- Direction
Format the entries as a Markdown table with the columns No. and Line, numbering each row and leaving out blank lines. Begin at the line that contains "Where can the horizontal" and continue through the last of the entries.

- Saved entries
----

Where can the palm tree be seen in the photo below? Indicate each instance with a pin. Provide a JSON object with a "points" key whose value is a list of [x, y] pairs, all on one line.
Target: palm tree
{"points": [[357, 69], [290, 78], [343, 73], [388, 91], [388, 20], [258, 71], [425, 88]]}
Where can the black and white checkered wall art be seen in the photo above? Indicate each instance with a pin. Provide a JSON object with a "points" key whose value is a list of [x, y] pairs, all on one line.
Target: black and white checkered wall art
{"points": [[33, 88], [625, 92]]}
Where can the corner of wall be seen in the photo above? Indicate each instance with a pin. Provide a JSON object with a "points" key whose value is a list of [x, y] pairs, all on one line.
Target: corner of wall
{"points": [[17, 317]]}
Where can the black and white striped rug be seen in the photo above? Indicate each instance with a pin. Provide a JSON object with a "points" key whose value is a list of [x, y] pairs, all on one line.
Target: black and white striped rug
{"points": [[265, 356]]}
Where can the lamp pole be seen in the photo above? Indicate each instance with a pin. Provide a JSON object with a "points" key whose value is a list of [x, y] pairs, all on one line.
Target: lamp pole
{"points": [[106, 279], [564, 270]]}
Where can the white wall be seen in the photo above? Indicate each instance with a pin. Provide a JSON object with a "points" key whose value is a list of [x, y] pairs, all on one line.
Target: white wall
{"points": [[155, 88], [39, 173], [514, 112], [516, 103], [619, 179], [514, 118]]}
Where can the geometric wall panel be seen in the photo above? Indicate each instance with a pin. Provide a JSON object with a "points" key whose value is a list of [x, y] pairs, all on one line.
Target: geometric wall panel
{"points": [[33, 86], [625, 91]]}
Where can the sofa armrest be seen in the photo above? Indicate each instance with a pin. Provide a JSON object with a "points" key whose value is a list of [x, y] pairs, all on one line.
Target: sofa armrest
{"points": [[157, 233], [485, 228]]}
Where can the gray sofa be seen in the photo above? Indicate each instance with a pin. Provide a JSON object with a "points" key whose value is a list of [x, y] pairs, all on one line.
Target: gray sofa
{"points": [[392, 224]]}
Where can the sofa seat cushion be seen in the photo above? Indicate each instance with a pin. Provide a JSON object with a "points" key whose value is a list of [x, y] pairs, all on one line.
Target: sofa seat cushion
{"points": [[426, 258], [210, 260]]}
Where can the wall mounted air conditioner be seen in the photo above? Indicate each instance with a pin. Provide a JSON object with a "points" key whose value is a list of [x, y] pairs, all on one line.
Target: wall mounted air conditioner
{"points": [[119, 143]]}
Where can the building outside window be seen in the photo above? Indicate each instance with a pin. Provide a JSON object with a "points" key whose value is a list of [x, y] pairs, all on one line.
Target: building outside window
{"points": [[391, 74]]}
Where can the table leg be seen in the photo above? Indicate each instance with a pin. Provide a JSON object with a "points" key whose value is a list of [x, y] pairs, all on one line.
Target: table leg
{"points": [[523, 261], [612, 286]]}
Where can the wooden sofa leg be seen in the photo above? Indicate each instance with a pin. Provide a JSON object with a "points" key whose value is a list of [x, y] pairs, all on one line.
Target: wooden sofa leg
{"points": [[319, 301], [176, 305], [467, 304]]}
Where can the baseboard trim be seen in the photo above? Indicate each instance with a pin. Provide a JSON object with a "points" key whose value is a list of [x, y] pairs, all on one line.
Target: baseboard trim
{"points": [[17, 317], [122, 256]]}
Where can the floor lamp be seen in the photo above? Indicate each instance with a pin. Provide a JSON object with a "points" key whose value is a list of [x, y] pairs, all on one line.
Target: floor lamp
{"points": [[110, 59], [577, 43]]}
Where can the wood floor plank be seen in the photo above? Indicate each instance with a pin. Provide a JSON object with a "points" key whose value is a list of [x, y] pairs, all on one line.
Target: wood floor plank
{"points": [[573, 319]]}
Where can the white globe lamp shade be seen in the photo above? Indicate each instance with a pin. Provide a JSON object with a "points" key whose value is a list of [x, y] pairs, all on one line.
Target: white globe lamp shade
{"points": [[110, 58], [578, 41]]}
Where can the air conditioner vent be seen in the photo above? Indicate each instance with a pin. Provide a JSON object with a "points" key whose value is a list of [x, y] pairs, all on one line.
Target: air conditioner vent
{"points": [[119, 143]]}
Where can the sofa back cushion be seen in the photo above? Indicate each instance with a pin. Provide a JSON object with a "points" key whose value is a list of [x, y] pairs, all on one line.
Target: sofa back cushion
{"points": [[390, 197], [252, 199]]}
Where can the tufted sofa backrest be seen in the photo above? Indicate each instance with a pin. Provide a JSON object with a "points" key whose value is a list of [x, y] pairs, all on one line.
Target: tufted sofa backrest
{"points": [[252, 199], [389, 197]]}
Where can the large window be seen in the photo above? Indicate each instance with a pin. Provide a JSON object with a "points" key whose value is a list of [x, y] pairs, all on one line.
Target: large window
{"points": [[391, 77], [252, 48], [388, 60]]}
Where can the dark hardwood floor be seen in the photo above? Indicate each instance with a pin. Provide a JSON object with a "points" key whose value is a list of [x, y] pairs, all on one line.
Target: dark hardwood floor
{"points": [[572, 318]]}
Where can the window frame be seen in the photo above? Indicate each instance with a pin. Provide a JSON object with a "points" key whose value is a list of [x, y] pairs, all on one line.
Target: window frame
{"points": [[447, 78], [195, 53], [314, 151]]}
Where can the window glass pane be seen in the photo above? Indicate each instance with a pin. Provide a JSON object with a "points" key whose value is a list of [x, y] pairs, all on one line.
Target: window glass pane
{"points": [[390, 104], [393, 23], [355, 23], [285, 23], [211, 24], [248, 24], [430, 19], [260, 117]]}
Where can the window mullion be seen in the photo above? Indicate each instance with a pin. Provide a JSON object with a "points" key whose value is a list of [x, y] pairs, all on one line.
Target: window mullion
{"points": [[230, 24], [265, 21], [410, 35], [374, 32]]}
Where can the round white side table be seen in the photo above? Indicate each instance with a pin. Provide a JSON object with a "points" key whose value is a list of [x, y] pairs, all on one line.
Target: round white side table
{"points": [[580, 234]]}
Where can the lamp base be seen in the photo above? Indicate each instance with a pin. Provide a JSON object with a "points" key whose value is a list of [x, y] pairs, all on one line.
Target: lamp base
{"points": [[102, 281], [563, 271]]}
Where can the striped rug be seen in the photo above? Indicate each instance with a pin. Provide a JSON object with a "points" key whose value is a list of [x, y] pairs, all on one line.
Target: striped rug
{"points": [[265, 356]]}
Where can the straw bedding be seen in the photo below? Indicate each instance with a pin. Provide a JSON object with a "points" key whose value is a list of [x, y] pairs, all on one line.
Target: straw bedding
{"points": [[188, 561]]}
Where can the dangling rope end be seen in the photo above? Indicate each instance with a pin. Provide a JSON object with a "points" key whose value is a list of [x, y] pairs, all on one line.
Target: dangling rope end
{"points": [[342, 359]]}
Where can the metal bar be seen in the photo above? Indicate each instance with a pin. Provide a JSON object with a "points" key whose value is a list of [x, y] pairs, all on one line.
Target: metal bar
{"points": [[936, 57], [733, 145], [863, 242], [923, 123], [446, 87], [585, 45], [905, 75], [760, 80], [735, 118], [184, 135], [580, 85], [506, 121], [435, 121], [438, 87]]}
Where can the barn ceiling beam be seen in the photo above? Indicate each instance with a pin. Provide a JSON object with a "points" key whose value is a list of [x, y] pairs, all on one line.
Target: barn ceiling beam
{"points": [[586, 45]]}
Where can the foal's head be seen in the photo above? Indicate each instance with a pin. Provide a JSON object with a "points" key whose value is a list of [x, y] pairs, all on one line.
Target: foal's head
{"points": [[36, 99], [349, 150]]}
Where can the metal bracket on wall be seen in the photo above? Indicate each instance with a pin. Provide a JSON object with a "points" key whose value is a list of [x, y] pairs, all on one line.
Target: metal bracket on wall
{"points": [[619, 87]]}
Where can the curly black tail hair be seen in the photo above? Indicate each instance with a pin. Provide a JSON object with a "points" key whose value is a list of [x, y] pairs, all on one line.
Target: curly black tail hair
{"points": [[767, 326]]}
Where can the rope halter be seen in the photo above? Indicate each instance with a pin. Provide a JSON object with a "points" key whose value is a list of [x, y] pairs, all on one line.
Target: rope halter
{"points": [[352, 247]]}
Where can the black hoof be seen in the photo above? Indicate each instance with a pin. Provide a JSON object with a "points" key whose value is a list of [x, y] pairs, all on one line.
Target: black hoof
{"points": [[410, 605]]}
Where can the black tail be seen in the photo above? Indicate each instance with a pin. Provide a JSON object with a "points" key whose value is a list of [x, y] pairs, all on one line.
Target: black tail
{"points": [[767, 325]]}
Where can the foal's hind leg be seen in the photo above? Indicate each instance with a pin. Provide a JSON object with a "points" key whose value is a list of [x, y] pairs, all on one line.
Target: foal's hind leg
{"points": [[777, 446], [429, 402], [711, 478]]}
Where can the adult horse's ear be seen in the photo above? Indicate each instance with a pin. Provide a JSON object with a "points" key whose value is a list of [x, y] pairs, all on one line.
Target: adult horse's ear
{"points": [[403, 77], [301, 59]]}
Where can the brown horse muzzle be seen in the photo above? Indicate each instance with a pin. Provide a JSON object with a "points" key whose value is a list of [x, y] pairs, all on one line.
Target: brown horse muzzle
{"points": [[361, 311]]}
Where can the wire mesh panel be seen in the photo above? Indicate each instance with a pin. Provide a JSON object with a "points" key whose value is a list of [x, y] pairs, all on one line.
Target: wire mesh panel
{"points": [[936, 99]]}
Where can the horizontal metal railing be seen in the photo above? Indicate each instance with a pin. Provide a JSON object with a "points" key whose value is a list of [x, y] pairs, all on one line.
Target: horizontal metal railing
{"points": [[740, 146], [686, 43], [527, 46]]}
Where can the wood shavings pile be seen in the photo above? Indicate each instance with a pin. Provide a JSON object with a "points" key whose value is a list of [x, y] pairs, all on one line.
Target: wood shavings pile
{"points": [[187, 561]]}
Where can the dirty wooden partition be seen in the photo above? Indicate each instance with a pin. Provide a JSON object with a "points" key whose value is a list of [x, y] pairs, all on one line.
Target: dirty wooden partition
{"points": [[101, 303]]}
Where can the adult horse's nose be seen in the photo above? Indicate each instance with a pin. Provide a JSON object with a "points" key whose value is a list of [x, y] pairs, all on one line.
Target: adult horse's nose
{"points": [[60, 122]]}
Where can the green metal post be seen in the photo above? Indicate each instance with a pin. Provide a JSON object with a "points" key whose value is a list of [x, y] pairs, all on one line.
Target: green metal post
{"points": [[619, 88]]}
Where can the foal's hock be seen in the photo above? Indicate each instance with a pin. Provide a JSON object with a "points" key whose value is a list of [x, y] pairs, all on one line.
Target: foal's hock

----

- Task solution
| No. | Line |
|---|---|
| 1 | Where can the horizontal metal railing be seen in the photo above? Indicate each instance with a pin. Provide a JSON object with a "points" key whose value is a list of [x, y] pairs, all on one line. |
| 2 | Target: horizontal metal railing |
| 3 | {"points": [[740, 146], [686, 43], [527, 46]]} |
| 4 | Where can the wood shavings pile be seen in the photo above? Indicate each instance with a pin. Provide a JSON object with a "points" key whose value is a list of [x, y] pairs, all on one line. |
| 5 | Target: wood shavings pile |
| 6 | {"points": [[187, 561]]} |
| 7 | Where can the dirty wooden partition be seen in the photo above? Indicate each instance with a pin. Provide a JSON object with a "points" key whose value is a list of [x, y] pairs, all on one line. |
| 8 | Target: dirty wooden partition |
| 9 | {"points": [[101, 303]]} |
| 10 | Where can the adult horse's nose be seen in the photo above? Indicate each instance with a pin. Provide a JSON object with a "points" key whose value is a list of [x, y] pairs, all on one line. |
| 11 | Target: adult horse's nose |
| 12 | {"points": [[60, 122]]} |
| 13 | Where can the green metal post be seen in the photo above? Indicate each instance with a pin. Provide a JSON object with a "points" key whose value is a list of [x, y] pairs, all on one line. |
| 14 | Target: green metal post |
| 15 | {"points": [[619, 88]]} |
| 16 | Where can the foal's hock be seen in the photo above? Indicate each instance with a pin. Provide a JSON object with a "points" key whose value is a list of [x, y] pairs, all on one line. |
| 17 | Target: foal's hock |